Please pick out every line in the items below that contains the word "palm", and copy each of those lines in full.

● RECORDS TO USE
========================================================================

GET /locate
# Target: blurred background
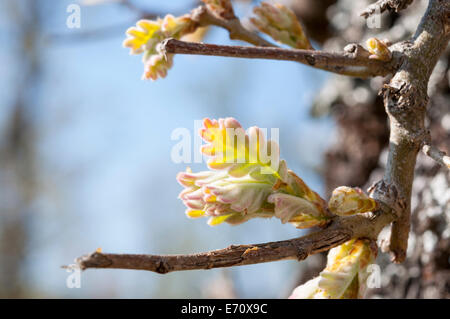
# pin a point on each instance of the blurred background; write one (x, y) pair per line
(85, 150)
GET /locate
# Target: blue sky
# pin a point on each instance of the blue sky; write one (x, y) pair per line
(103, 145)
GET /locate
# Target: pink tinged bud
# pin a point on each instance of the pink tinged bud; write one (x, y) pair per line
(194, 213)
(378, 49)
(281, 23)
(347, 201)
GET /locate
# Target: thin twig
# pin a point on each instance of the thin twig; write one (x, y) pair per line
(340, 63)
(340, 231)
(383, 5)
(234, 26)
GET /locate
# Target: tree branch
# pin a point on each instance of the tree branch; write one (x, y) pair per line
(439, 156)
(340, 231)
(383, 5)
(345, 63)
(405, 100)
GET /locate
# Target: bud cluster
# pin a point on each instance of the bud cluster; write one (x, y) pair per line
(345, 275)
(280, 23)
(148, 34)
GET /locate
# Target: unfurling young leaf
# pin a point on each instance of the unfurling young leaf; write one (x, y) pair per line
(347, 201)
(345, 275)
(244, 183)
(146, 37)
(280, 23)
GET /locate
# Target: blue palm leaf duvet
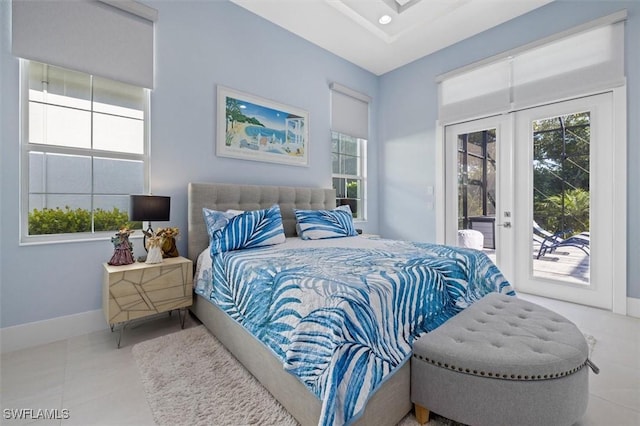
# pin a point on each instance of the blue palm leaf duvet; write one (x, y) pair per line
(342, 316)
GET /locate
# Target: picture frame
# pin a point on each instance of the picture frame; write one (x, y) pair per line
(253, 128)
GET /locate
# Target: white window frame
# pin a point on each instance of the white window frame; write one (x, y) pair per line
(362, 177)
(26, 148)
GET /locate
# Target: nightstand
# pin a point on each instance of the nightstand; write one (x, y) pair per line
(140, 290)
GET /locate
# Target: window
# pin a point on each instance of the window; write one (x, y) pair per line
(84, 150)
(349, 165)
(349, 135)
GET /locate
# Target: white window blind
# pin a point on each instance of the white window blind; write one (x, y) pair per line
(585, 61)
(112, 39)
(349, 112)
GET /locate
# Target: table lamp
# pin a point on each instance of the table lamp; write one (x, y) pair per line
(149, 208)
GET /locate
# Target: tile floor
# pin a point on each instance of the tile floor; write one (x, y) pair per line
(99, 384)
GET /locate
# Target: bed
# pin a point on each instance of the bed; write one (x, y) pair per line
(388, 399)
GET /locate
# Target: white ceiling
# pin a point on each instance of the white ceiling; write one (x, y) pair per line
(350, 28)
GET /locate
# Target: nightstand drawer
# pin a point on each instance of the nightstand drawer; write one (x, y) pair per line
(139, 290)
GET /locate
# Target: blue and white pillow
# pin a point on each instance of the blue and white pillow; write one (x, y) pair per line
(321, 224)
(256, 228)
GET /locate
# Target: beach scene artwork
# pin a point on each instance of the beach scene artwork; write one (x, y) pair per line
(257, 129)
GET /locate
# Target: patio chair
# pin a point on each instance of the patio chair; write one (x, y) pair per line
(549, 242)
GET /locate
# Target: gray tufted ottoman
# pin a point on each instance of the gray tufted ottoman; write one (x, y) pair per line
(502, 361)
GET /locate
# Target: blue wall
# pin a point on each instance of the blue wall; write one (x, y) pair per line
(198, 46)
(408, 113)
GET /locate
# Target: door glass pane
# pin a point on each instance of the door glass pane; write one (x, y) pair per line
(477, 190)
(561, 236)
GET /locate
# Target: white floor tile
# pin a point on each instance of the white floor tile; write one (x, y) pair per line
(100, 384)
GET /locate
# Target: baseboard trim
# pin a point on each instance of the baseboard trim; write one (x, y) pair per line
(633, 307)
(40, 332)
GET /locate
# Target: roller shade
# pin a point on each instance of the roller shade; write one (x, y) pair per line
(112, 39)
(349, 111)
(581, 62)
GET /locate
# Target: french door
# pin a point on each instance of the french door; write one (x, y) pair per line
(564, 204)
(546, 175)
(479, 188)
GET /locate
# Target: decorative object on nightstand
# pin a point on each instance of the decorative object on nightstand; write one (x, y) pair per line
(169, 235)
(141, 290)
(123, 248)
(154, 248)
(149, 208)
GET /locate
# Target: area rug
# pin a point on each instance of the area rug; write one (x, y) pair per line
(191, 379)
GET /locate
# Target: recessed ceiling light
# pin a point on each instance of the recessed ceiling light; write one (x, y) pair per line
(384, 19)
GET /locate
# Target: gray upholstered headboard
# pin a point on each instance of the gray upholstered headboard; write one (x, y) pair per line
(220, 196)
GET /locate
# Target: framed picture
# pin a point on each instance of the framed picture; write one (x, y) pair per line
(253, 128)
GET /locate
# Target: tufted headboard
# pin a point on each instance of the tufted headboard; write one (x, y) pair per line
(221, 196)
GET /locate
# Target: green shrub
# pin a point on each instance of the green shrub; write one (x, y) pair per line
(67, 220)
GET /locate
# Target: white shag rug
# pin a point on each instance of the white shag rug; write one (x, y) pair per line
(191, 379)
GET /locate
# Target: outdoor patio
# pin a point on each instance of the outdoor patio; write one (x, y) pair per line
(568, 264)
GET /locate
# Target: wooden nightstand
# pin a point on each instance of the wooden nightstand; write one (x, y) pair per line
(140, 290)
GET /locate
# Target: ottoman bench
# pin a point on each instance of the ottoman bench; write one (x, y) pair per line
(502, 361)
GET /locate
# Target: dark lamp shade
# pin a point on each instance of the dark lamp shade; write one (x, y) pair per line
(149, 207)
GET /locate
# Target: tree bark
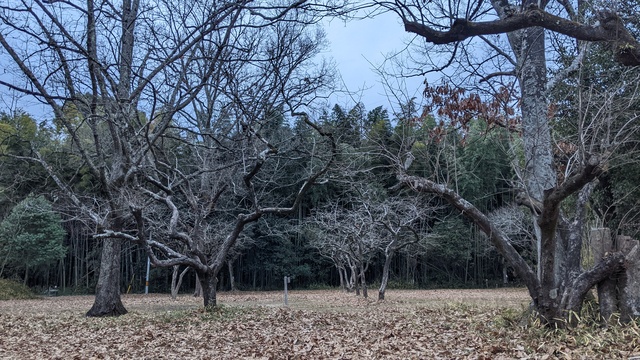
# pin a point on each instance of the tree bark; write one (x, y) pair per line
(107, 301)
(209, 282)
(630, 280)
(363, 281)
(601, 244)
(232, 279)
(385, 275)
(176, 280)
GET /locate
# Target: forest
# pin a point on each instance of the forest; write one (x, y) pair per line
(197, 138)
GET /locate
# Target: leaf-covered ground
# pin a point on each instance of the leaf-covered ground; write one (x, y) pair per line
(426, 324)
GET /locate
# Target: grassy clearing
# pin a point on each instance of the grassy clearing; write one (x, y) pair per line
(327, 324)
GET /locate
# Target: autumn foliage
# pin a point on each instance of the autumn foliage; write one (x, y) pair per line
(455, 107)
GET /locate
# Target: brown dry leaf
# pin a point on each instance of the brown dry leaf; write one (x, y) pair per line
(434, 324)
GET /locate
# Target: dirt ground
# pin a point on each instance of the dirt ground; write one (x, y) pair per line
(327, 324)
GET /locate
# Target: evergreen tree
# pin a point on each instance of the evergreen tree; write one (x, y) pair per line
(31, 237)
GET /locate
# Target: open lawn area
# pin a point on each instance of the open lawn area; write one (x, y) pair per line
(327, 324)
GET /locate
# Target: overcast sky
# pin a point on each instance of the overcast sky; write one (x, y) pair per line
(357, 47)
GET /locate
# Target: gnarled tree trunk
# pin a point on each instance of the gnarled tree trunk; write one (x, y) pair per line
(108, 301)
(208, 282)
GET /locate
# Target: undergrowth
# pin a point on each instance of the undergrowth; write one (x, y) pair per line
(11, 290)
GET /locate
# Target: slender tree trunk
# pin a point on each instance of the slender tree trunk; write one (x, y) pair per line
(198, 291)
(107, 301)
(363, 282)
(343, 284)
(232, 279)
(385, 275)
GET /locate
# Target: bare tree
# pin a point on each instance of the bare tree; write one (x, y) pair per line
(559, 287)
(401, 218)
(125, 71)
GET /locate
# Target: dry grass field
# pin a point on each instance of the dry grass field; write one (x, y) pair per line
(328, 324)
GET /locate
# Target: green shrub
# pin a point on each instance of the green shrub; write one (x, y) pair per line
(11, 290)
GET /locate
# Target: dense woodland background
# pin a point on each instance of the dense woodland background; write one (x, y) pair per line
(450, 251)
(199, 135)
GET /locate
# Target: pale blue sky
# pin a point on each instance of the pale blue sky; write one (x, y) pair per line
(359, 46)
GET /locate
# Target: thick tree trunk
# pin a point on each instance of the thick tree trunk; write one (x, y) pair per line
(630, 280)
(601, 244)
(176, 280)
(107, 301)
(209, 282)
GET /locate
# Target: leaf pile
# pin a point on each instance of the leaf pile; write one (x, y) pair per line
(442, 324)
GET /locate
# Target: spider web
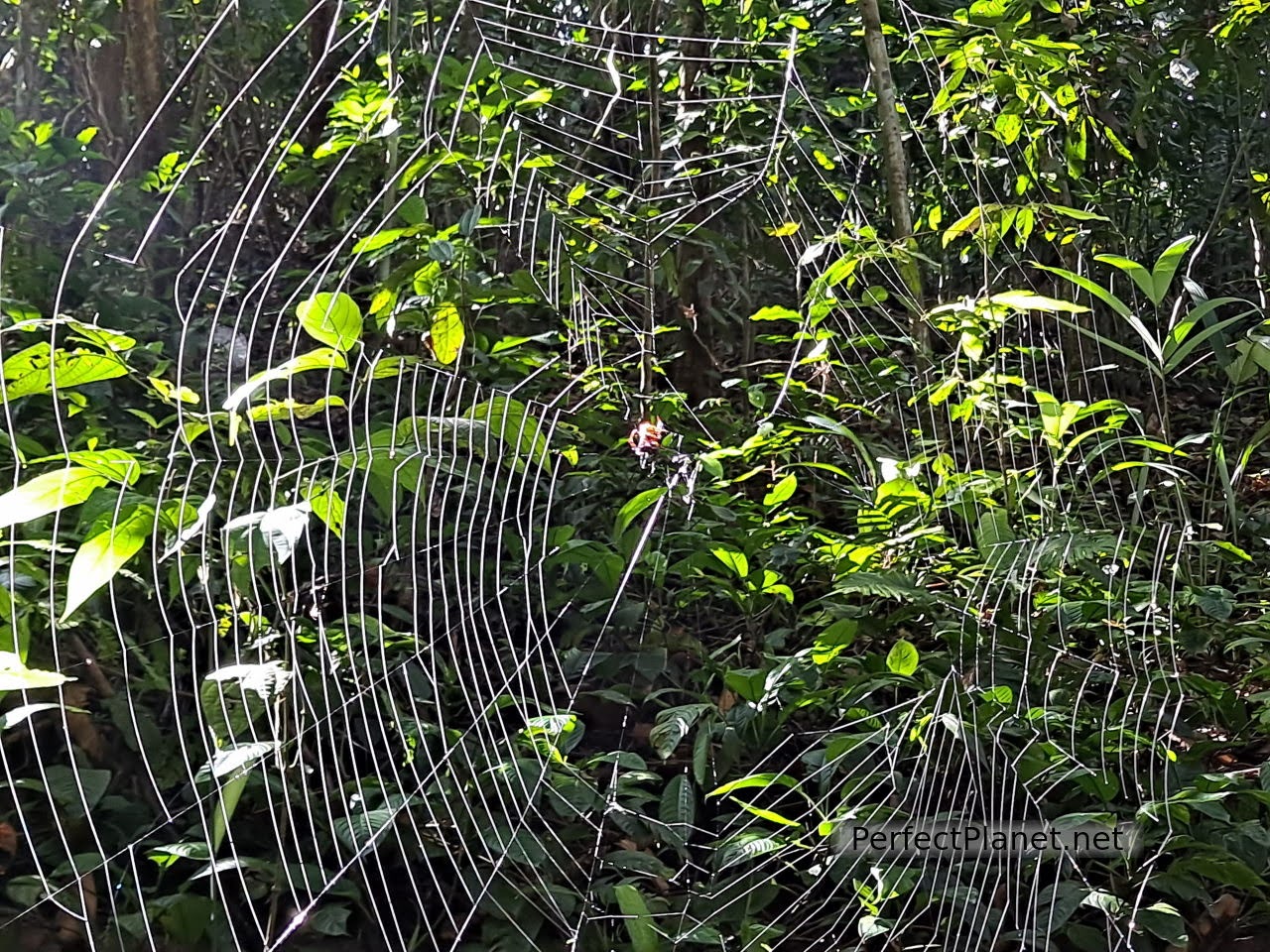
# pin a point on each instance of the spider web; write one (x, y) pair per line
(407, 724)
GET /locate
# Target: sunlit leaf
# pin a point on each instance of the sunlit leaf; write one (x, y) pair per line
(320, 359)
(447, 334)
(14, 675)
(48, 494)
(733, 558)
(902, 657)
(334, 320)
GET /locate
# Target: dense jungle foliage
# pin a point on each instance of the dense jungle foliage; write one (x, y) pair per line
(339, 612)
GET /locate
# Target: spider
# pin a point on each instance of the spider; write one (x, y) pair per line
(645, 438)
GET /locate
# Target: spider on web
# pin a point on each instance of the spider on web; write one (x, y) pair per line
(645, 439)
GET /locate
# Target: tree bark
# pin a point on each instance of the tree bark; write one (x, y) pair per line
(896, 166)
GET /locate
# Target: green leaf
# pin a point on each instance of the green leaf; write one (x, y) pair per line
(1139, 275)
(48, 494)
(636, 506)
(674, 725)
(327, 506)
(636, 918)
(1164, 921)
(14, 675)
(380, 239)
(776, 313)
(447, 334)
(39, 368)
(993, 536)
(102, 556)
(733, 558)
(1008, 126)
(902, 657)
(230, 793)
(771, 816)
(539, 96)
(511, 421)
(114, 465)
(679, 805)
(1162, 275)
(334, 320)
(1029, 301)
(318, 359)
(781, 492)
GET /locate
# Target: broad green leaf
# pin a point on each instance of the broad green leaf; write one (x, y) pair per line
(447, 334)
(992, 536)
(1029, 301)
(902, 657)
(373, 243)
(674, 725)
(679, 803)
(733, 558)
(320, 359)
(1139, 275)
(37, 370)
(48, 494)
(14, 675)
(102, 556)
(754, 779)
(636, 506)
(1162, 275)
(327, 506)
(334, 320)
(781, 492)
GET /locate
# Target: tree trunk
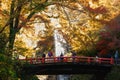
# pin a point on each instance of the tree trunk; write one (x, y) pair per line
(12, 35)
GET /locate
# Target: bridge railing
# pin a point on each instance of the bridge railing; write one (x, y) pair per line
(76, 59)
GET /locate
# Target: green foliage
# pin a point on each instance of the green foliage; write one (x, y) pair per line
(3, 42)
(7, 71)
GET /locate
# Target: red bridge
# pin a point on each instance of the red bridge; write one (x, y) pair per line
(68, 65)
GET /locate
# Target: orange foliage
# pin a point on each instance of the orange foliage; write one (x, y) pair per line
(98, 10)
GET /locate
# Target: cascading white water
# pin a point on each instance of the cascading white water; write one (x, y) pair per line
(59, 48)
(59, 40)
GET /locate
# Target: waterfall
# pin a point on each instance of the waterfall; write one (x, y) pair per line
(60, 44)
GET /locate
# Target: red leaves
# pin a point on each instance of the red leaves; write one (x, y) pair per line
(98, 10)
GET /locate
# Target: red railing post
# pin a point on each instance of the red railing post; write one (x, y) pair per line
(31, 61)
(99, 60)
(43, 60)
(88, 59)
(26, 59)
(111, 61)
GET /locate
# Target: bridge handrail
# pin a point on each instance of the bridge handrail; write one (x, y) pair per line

========================================================================

● FULL ANSWER
# Target: blue palm leaf duvet
# pin a point on each instance of the blue palm leaf duvet; write one (x, y) pair per line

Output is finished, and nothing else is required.